[Consigne] Pouvez-vous reprendre l'entretien ci-dessous sur le football à Niort et le prolonger après sa dernière réplique ?

[Extrait à lire]
========================================

En avril 2012, à quelques jours de la finale de la Coupe de France contre l’Olympique lyonnais, vous aviez expliqué sur le plateau d’On n’est pas couché vouloir connaître votre limite, voir jusqu’où vous pouvez aller. Plus de trois ans après, où en êtes-vous ?
Je ne les connais pas encore. Tout simplement parce que je n’estime pas encore avoir été voir ce qu’il se passait plus haut. On m’en a donné l’occasion avec Clermont et Niort aujourd’hui, en Ligue 2, mais je reste convaincu que personne ne connaît ses propres limites. On ne peut pas changer une personne, c’est comme ça. Mais l’humain évolue, il peut en tout cas. Je sais que j’ai des efforts à faire. La remise en question est perpétuelle.
En début de saison, vous souligniez votre frustration face à « l’impression de pouvoir » pendant une rencontre. Ce sentiment est-il encore présent ?
Je pense qu’à la base, tout le monde est identique. Il y a simplement des jours où l’expression diffère, où on est plus expressif qu’un autre. On peut toujours mieux faire, c’est ce qui nous habite. Je suis frustré aujourd’hui, car j’ai l’impression qu’on ne donne pas le maximum dans l’approche des matchs, sur et en dehors du terrain. C’est une sensation désagréable.
En conférence de presse, on vous sent souvent dans la déception, dans le questionnement. Êtes-vous quelqu’un de malheureux ou de perfectionniste ?
Des questions, je m’en pose tous les matins. Sur plusieurs choses : le rapport à l’humain, aux mentalités, dans l’approche de mon travail. Après chaque séance, je me demande pourquoi tel exercice, qu’est-ce qu’il peut apporter concrètement à mon groupe. Il faut s’adapter, chaque jour, et ça, quel que soit l’âge. Je pense aussi que notre comportement, nos réactions varient en fonction de la région où l’on travaille, des mentalités que l’on rencontre au quotidien.
Justement aujourd’hui, à Niort, quelle est la mentalité ?
Attention, c’est une réaction qui a un gros côté personnel. La région est très calme, sans passion. Ce manque de passion peut jouer sur le travail au quotidien. Avec ce côté paisible, il y a plus tendance à se laisser aller. Ce sont des détails qui peuvent jouer sur la gestion et l’approche d’un collectif. Je pense que nous faire plus bouger de temps en temps nous ferait du bien.

========================================

[Données fournies]

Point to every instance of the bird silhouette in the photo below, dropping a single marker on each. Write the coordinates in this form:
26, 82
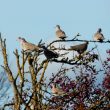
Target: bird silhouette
57, 91
26, 46
60, 33
81, 48
49, 54
98, 36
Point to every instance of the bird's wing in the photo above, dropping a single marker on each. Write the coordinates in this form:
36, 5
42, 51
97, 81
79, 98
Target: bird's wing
78, 47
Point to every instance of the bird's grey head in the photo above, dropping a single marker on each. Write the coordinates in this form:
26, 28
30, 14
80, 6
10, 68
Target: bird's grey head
99, 30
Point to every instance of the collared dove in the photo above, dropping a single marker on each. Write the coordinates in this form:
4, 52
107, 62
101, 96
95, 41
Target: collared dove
98, 36
57, 91
81, 48
26, 46
49, 54
60, 33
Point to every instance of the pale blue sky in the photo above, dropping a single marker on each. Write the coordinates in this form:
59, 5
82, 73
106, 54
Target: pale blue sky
36, 19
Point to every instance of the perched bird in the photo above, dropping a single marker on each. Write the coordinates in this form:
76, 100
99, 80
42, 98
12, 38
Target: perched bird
57, 91
60, 33
26, 46
81, 48
49, 54
30, 60
98, 36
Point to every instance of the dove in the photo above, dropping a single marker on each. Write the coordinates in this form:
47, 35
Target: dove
49, 54
98, 36
81, 48
60, 33
57, 91
27, 46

========================================

[Réponse]
Comment peut-on expliquer la différence entre le calme de votre région de travail et votre impulsivité ?
Il faut savoir que toutes mes réactions ne sont pas gratuites. J’agis toujours en fonction de mes raisons. Lorsque je sors de mes gonds, ce n’est pas gratuitement. Il faut savoir qu’avec Olivier (à la fin de la rencontre Niort-Sochaux en août dernier, une échauffourée avait éclaté entre Olivier Echouafni, le coach sochalien de l’époque, et Régis Brouard, ndlr), il ne s’est rien passé. Les images ont laissé penser que, mais non. Le problème, c’est qu’aujourd’hui, tout est scruté, décrypté. Je suis une bombe de passion, je ne peux pas garder les choses pour moi. C’est ce qu’il s’est passé avec le journaliste après le match contre Dijon. J’aime tellement ce que je fais que parfois, ça joue sur moi. Le métier évolue aussi, il est compliqué, mais tout ça est tellement jouissif.
À la Coupe du monde de rugby, à la fin, c’est l’équipe la plus technique qui gagne. Au foot, c’est la même chose.
À quel moment de votre carrière vous avez décidé d’entraîner ?
Pendant ma carrière de joueur. J’ai souvent été capitaine dans les équipes où j’évoluais, donc j’avais un rapport privilégié avec l’entraîneur, mais aussi la curiosité, la passion, l’envie de comprendre. Je me suis souvent disputé dans ma carrière, car j’avais l’impression d’avoir en moi cette fibre de la responsabilité.
Un entraîneur vous a-t-il particulièrement marqué ?
J’ai connu durant ma carrière une vingtaine de coachs. Jean-Louis Gasset est un de ceux qui avait autre chose, un truc particulier. Je me reconnaissais dans sa philosophie, ses discours, son approche du foot, c’est un vrai passionné. D’autres avaient aussi des qualités techniques, d’autres tactiques.
C’est quoi l’idéal de jeu selon Régis Brouard ?
Sincèrement, c’est de gagner les matchs. Je suis habité par cette envie. Je travaille beaucoup autour de l’utilisation du ballon, les phases de transition, le temps de réaction. D’un côté, tu as le pan duel, agressivité, mais le plus important, ça reste le jeu. On l’a bien vu lors de la Coupe du monde de rugby. À la fin, c’est l’équipe la plus technique qui gagne. Au foot, c’est la même chose.
Vous consultez des entraîneurs d’autres sports ou des personnes d’autres milieux dans votre approche du métier ?
Je m’intéresse à tout, je lis beaucoup. Que ce soit sur les chefs d’entreprise, les entraîneurs, les politiques. J’essaie de puiser au maximum dans tout ce que je peux trouver pour l’adapter ensuite au milieu du foot. C’est quelque chose qui me sert tous les jours.
Vos joueurs à Quevilly parlaient souvent de vous comme d’un homme de vestiaire. Avez-vous le sentiment qu’une phrase, une parole, peut faire basculer une rencontre ?
Tout ça, c’est la sensation du moment. Dans un vestiaire, un entraîneur peut avoir un impact positif comme négatif sur le groupe. Il faut être précis sur la teneur des mots utilisés, car l’impression d’un coach peut être différente de celle des joueurs. On peut se planter, mais quand on se comprend, là on peut changer les choses.
Le quotidien d’un entraîneur, c’est avant tout être dans le dur, l’apothéose est rare.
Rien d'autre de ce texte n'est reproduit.